**Stated goal:** Copy the items below without alteration, starting at the line that contains "Q: Point to the tree" and continuing through the final line of the items, both included.

Labels for object points:
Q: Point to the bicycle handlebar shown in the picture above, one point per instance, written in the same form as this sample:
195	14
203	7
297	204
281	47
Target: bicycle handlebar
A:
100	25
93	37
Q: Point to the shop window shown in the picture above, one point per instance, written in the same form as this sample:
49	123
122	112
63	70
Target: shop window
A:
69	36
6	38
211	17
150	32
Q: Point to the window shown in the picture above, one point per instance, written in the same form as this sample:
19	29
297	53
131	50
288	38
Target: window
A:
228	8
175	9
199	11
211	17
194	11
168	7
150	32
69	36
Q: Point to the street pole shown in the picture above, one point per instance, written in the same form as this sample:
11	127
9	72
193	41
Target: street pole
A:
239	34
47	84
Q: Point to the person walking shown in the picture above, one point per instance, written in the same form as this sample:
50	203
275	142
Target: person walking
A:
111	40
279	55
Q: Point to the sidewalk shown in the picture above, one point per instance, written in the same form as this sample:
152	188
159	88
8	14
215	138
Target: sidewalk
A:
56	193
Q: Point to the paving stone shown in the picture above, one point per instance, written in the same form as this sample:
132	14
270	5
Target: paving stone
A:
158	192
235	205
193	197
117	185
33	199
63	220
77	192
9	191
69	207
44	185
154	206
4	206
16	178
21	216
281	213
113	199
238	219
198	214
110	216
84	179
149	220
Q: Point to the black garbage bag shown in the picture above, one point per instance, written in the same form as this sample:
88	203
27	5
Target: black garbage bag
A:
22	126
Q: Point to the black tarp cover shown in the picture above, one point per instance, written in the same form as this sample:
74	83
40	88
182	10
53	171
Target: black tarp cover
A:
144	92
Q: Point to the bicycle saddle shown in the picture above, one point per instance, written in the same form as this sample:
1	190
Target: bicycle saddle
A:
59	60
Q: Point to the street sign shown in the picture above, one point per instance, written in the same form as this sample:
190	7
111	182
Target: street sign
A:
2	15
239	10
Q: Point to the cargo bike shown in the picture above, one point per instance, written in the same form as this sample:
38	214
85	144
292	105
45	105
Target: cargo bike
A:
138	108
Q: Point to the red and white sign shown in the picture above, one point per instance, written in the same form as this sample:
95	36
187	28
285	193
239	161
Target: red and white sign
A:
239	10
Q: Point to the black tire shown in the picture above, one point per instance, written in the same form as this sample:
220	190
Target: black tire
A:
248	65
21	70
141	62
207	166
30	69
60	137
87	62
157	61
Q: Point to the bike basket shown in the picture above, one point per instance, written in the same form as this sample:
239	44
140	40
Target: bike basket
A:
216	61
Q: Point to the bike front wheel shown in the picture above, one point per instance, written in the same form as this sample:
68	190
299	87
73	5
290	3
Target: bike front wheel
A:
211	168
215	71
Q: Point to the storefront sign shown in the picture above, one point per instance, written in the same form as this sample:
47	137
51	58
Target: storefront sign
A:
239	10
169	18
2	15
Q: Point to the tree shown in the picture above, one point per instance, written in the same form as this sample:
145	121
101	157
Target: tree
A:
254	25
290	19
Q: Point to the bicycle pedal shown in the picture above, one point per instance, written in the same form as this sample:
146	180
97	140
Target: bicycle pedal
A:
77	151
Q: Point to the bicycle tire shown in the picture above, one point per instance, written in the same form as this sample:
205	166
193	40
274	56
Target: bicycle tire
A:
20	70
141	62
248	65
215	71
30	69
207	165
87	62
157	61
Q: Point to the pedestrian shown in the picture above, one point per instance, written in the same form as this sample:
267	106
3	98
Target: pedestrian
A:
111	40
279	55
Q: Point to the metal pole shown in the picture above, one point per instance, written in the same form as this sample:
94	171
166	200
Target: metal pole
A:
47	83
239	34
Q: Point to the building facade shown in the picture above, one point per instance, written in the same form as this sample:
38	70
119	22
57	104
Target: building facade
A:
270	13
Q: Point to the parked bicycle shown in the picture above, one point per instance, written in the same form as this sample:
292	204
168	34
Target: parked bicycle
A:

**Answer:**
Q: Point to the tree shown in the picture above, one point per instance, written in the same form as this sample:
145	121
101	157
Target: tree
A:
254	25
290	19
Q: Point to the bicycle pedal shown in the picture above, one point per instance, written in the same form as this sample:
146	180
97	140
Target: bicycle pedal
A:
77	151
Q: Point to the bicycle tire shown in the picture above, one point per instance, written in the same form as this sample:
205	166
193	40
274	56
Target: bicycle tire
A:
20	70
141	62
248	65
215	71
30	69
207	165
87	62
157	61
Q: Point to the pedestrian shown in the picture above, one point per instance, written in the same form as this sample:
267	106
3	98
Target: pedestrian
A:
111	40
279	55
Q: Point to the metal pole shown in the picture above, one point per instance, written in the same form as this sample:
94	171
166	200
Target: metal pole
A:
47	83
239	34
Q: Point to the building facade shown in the picture above, one point per instance, written in the same form as this sample:
38	70
119	22
57	104
Target: building facade
A:
270	13
Q: Point to the parked bicycle shown in the picture above, one point per instance, written in the same form as this sample:
292	204
168	34
Target: parked bicycle
A:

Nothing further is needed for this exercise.